EXERCISE: Rewrite each of the following rows in full, requests included, and scale every x and y point coordinate in the answers by 2.3, rounding to the nearest whole number with halves rounded up.

● ● ● ●

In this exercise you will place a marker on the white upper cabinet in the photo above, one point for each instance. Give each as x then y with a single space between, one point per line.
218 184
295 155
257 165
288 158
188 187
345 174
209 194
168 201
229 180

● ● ● ●

OUTPUT FOR THIS TASK:
In this exercise you will place a marker on the white upper cabinet in the photo above, one point for each instance. Give each as x then y with a single space between, one point per line.
501 423
679 357
591 380
662 363
432 430
794 400
481 446
386 462
527 414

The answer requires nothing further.